» Exercise directions:
Your task is to restate the data word for word.

[Collected data]
◇ ◇ ◇ ◇ ◇ ◇ ◇
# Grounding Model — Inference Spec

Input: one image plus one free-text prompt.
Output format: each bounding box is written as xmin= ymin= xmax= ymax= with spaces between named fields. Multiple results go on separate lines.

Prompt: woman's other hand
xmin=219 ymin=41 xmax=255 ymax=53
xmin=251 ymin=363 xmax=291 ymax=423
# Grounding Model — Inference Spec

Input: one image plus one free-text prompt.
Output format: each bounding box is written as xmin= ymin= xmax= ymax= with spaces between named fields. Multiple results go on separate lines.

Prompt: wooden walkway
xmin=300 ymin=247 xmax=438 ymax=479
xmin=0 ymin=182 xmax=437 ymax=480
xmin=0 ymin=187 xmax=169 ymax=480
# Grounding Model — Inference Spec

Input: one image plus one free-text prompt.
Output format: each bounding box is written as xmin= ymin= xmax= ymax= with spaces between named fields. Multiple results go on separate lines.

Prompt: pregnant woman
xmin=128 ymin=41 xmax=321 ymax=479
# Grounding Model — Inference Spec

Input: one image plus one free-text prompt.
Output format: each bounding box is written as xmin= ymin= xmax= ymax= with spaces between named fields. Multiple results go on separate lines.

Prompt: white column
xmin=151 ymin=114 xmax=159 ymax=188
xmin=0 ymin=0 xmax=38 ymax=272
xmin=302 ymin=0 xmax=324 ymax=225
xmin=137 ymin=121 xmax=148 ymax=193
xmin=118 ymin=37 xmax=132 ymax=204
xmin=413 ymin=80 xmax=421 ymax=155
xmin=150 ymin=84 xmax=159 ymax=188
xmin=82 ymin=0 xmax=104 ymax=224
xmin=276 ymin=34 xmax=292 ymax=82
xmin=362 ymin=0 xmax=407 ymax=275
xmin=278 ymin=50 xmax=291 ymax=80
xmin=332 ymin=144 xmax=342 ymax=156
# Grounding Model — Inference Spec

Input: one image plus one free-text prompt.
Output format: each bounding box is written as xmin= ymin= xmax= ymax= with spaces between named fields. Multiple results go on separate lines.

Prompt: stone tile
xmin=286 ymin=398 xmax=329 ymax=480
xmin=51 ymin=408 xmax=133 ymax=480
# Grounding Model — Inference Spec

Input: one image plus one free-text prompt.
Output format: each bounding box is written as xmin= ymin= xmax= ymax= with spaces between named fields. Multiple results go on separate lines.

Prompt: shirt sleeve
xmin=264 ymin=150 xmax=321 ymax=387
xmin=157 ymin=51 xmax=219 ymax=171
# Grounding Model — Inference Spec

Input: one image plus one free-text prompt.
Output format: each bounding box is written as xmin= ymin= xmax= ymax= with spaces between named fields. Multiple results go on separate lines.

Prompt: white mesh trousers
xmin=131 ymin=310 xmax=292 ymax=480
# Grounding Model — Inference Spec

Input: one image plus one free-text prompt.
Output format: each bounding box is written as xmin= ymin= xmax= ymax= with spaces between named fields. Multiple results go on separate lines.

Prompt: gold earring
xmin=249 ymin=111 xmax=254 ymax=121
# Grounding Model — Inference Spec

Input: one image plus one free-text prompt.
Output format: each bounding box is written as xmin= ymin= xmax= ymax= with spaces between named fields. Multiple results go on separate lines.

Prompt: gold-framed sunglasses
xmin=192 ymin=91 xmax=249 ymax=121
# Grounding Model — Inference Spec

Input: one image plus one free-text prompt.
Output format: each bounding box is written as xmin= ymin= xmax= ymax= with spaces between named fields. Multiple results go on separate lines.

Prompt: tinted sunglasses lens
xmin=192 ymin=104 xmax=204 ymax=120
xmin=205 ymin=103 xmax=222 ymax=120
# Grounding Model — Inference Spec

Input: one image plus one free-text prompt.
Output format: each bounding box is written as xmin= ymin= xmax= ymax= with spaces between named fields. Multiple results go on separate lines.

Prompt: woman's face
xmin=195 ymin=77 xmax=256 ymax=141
◇ ◇ ◇ ◇ ◇ ◇ ◇
» Result below:
# Grounding Model — Inference Spec

Input: one image plus one free-text prompt.
Output format: each bounding box is written as xmin= ymin= xmax= ymax= with spaces between named fields. Multiple results go on separate lines.

Prompt: woman's other hand
xmin=219 ymin=41 xmax=255 ymax=53
xmin=251 ymin=363 xmax=291 ymax=423
# Grounding Model — Inference Spec

Input: one image plus one free-text prompt.
Output format: each bounding box is written as xmin= ymin= xmax= ymax= with spaces between named fields. Multiple results go on separate lines.

Prompt: wooden walkway
xmin=300 ymin=247 xmax=438 ymax=479
xmin=0 ymin=182 xmax=437 ymax=480
xmin=0 ymin=187 xmax=169 ymax=480
# Grounding Model — Inference Spec

Input: one image plus one free-text prompt.
Output format: each bounding box is written as xmin= ymin= xmax= ymax= with spaces between named fields. Multiple results go on separate lines.

Prompt: pregnant woman
xmin=128 ymin=41 xmax=321 ymax=479
# Grounding Model — Inference Spec

Input: one image plus one free-text prompt.
Output format: each bounding box is written as xmin= ymin= xmax= ymax= with spaces between named fields. Multiple results go on separate lines.

Prompt: white column
xmin=151 ymin=114 xmax=159 ymax=188
xmin=0 ymin=0 xmax=38 ymax=272
xmin=302 ymin=0 xmax=324 ymax=225
xmin=137 ymin=121 xmax=148 ymax=193
xmin=118 ymin=37 xmax=132 ymax=204
xmin=413 ymin=80 xmax=421 ymax=155
xmin=150 ymin=84 xmax=159 ymax=188
xmin=82 ymin=0 xmax=104 ymax=224
xmin=276 ymin=34 xmax=292 ymax=82
xmin=362 ymin=0 xmax=407 ymax=275
xmin=278 ymin=50 xmax=291 ymax=80
xmin=332 ymin=144 xmax=342 ymax=156
# Grounding Model — Inference Spec

Input: one image plus one free-text prompt.
Output format: each bounding box is written as xmin= ymin= xmax= ymax= with spaces between named fields. Multiple results go on separate lines.

Prompt: stone tile
xmin=286 ymin=398 xmax=329 ymax=480
xmin=51 ymin=408 xmax=133 ymax=480
# Grounding Model — Inference Spec

Input: one image plus one free-text prompt.
Output format: each bounding box is written as xmin= ymin= xmax= ymax= with spaces between named fields. Multiple results go on separate lines.

Prompt: shirt sleeve
xmin=264 ymin=150 xmax=321 ymax=387
xmin=157 ymin=51 xmax=219 ymax=171
# Grounding Model — Inference Spec

Input: one image plus one free-text prompt.
Output format: each bounding box is written as xmin= ymin= xmax= ymax= with spaces between named fields. Multiple results go on separate lines.

Prompt: white mesh trousers
xmin=131 ymin=310 xmax=292 ymax=480
# Grounding Model — Inference Spec

Input: one image plus one free-text prompt.
Output format: each bounding box is written as xmin= ymin= xmax= ymax= with spaces between named fields. Multiple results go on separate lines.

Prompt: gold earring
xmin=249 ymin=111 xmax=254 ymax=121
# Grounding Model — Inference Spec

Input: one image plus one free-text prompt.
Output format: each bounding box is written as xmin= ymin= xmax= ymax= with spaces between named fields. Multiple results go on separate lines.

Prompt: gold-framed sunglasses
xmin=192 ymin=91 xmax=249 ymax=121
# Grounding Model — Inference Spec

Input: one image plus one free-text prompt.
Output format: each bounding box is written as xmin= ymin= xmax= ymax= with spaces between named fields. Multiple results go on separate lines.

Prompt: tinted sunglasses lens
xmin=192 ymin=104 xmax=204 ymax=120
xmin=205 ymin=103 xmax=222 ymax=120
# Grounding Model — Inference Spec

Input: one image plus one free-text prompt.
Output format: each bounding box is written as xmin= ymin= xmax= ymax= with spaces between named fields. Multiple results go on separate lines.

Prompt: woman's face
xmin=195 ymin=77 xmax=256 ymax=141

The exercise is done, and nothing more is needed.